» Aim of the exercise:
Write the next part of the blog post below about General Petraeus's charts on the Iraq insurgency, starting right after its last paragraph.

Snakes on a plane
Austin Bay links to the charts used by General Petraeus to accompany his testimony before Congress. Three charts deserve a closer look. The first shows the dramatic increase in "Caches Found and Cleared". In insurgent warfare, an arms cache represents the potential combat power of its cells. The cache is the foundation upon which its armed struggle is founded. The state of an insurgency's arms cache is a good index of its fighting power and information security. The more caches it has, the greater its fighting power. The fewer caches found the better its information security and population control.
The spike in cache discoveries represent vast withdrawals from the insurgent's combat bank account. They are also an indication of the insurgency's inability to protect this most precious of assets. Interestingly, the steady rise in the number of caches found began before the Surge. But in any event, the chart clearly shows that something very bad is happening to the enemy infrastructure.
But caches can be replenished if supply lines to the sources of arms remain open. This second chart shows the effect of the campaign against the Sunni insurgency's line of communication. The obvious difference between the left panel of the chart, representing December 2006 and the right panel, representing March 2008 is the reduction of the Euphrates River insurgency ratline.
The Euphrates enemy line of communication, as I wrote before in the "River War", was based upon a series of towns along its banks, many of which are now familiar names to American audiences. The stepping stones went through Qaim, Ramadi and hooked around Baghdad through Fallujah to the southern belts. These have been reduced and garrisoned by reliable Iraqi Army units. The desert line going through Ar Rutbah and terminating at Ramadi has also been dismantled, so that generally speaking the Western ratlines have been taken apart.

» Material shown:

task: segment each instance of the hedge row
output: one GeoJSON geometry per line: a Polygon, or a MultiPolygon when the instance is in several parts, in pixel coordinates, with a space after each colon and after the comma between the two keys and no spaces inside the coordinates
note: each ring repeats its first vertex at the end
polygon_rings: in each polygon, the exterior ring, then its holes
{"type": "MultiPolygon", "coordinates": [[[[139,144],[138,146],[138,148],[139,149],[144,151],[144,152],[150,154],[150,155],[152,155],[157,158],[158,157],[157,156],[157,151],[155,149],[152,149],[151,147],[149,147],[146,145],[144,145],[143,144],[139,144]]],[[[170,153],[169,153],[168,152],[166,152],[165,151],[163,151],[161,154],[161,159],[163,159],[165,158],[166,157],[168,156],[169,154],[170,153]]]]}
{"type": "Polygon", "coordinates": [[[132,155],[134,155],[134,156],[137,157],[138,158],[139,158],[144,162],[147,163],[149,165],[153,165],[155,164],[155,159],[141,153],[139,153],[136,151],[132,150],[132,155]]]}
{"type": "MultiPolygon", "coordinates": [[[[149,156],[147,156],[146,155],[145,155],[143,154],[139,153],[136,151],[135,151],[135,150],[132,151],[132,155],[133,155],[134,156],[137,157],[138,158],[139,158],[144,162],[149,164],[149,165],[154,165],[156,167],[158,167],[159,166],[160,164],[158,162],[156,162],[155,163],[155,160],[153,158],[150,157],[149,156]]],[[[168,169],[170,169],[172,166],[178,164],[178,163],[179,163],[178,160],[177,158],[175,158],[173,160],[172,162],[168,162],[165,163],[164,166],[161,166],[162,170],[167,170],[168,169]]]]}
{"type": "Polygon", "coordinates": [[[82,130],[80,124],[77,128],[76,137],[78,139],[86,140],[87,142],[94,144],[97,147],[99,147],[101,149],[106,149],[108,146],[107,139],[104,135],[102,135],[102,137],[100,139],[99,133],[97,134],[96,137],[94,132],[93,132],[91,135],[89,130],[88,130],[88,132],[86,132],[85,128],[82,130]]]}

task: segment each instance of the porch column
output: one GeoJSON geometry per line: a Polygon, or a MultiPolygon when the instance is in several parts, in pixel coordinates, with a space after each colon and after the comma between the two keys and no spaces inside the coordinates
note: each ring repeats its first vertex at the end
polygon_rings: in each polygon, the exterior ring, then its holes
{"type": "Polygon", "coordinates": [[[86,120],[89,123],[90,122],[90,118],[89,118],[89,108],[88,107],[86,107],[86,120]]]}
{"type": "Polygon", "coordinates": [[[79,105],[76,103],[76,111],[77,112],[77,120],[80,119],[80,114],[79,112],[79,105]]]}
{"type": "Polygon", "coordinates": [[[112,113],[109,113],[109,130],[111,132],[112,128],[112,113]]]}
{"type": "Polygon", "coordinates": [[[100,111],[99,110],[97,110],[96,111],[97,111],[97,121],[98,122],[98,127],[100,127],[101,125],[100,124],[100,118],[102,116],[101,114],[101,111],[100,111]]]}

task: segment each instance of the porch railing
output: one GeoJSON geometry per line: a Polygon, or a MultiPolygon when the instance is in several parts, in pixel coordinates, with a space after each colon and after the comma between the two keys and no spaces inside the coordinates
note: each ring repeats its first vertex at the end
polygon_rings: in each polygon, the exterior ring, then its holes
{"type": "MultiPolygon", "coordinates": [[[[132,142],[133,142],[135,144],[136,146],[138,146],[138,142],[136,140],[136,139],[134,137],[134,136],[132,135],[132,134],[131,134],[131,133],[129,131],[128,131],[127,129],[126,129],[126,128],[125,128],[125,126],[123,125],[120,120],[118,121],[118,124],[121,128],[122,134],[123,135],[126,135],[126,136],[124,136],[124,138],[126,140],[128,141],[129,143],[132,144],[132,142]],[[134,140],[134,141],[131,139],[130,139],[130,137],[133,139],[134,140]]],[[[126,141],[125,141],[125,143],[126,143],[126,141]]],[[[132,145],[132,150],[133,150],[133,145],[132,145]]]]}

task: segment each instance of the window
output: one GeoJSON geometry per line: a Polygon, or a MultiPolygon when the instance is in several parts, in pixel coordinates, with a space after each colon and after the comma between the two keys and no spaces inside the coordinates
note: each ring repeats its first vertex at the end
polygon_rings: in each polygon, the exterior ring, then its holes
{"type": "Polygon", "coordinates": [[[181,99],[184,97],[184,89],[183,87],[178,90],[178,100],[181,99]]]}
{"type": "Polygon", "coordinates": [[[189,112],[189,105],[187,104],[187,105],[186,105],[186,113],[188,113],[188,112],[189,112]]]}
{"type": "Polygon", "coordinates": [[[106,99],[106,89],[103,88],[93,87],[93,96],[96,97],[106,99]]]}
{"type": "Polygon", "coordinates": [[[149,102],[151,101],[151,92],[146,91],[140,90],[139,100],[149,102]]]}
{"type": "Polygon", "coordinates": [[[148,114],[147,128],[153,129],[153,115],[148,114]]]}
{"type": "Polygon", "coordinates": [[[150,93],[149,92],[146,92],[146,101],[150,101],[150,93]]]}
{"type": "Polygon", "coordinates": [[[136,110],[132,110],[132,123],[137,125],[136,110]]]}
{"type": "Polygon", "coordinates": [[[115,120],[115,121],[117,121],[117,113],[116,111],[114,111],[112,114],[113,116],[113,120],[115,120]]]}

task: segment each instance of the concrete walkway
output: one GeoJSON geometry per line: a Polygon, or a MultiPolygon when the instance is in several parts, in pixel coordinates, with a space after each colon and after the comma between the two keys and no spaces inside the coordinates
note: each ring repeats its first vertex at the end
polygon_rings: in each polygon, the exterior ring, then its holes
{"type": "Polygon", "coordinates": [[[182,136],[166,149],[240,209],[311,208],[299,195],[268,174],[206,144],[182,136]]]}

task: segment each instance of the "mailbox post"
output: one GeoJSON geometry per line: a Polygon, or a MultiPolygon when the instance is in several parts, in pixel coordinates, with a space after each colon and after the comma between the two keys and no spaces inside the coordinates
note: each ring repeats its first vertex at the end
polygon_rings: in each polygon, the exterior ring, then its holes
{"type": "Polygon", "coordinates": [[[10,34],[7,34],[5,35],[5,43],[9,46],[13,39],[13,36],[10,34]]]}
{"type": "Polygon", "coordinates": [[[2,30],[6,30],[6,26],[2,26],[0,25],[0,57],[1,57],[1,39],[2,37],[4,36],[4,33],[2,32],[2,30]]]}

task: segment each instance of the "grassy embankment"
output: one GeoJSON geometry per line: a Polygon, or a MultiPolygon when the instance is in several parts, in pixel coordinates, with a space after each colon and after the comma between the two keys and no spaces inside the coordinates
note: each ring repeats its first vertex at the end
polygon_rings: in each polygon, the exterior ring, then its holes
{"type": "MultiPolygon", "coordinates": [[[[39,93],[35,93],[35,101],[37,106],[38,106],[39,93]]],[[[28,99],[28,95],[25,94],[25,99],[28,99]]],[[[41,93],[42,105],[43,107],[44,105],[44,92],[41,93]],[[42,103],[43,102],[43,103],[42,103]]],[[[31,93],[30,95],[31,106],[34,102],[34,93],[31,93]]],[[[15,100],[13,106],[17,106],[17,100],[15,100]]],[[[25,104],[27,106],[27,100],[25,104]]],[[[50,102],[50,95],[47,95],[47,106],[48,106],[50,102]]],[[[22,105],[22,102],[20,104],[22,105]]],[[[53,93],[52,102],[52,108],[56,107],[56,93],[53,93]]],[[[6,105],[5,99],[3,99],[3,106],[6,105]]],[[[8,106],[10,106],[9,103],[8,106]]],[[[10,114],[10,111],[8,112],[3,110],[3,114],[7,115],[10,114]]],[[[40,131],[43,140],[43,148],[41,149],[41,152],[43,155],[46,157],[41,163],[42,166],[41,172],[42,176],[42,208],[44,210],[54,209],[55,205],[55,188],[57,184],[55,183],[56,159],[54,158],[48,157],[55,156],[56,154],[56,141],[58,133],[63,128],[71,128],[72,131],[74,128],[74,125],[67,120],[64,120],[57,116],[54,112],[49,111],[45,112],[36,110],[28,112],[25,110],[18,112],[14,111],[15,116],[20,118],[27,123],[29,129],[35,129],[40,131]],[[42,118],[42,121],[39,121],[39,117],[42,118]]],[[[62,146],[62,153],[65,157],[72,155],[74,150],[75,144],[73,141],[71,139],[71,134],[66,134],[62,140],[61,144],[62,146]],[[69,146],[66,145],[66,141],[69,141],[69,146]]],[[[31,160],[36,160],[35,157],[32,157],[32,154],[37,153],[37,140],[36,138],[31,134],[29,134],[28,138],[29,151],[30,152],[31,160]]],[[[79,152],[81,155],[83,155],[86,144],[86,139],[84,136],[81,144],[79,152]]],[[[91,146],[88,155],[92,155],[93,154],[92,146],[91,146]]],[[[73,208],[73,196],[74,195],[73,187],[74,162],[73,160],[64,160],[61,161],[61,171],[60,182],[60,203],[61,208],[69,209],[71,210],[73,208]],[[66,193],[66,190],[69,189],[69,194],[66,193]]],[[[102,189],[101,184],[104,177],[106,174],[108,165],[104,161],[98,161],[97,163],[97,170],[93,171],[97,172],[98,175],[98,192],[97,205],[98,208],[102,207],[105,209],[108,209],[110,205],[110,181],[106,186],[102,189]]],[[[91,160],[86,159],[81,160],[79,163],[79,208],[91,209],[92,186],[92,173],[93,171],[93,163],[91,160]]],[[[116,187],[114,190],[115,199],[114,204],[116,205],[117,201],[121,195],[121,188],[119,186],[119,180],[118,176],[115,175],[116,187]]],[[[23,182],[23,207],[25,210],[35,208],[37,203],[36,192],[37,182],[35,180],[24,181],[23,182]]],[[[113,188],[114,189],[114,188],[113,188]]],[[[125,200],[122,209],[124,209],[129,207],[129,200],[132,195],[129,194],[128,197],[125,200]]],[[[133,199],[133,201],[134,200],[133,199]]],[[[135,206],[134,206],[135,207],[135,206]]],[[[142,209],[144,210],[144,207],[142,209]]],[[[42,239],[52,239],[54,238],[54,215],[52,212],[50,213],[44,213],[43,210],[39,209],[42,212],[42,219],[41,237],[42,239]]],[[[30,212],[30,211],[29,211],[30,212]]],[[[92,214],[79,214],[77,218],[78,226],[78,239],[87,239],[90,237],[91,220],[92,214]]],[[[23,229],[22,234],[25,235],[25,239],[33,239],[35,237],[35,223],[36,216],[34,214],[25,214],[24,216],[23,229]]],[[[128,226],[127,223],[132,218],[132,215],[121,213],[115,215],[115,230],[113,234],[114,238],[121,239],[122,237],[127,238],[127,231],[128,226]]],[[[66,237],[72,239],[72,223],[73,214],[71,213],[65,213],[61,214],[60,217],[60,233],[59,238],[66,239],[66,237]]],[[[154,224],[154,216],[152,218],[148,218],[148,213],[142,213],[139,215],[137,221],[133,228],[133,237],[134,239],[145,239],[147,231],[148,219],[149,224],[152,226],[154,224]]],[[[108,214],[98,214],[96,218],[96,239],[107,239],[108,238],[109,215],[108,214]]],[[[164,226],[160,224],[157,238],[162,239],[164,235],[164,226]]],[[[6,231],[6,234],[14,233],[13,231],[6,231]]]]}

» Written answer:
The Sunni insurgency's line of communications along the Tigris is in better shape, although it is too appears to be in the process of fragmentation. Because forces used to hold the Euphrates line have to be maintained while the Tigris is cleared, the reduction of the Eastern side will have to await the generation of new Iraqi forces. The Iraqi Army is slated to add 16 battalions between March and December, 2008.
The last chart, evocatively labeled the "Anaconda" chart describes the mental command model Petraeus has used to fight al-Qaeda in Iraq. This chart is important for two reasons. First it shows the thinking which manifested itself in the squeeze against the caches and the squeeze against the enemy lines of communication. The Anaconda chart was the idea. The first two charts are examples of the execution. But second and maybe more significantly, the Anaconda chart represents a known example of an apparently successful strategy against al-Qaeda. To all those who say that al-Qaeda is invulnerable; or maintain that a distributed insurgency is unstoppable; or claim that no response against Islamic terrorism is possible there is the counterexample of the Anaconda Chart.
A few observations about this Chart are in order. First, it is a strategy designed against the AQI; to explicitly cut it off from Syria. It makes no claims about its effectiveness against the Shi'ite milita threat in the South whose wellsprings are in Iran. Secondly, it makes no claims to generality. What the chart illustrates is the way to take down the AQI in Iraq.
But imagine for a moment you were the national security adviser of Barack Obama asking yourself what the Anaconda chart implied about the global strategy against terrorism. We find that "engagement" or diplomacy has a place in Petraeus' strategy. (It is in the 12 o'clock position of the chart). So far so good. But what to do about "information operations", "kinetics", "intelligence" and "religious engagement"? In other words, where does one fit in activities like spying on the enemy, misleading them, debating them, killing them, building indigenous forces against them and criticizing -- where necessary -- their religion? How feasible is it to do this from Kuwait -- where all forces are to be withdrawn at the rate of one or two brigades per month? And how popular will such activities be with the Democratic base?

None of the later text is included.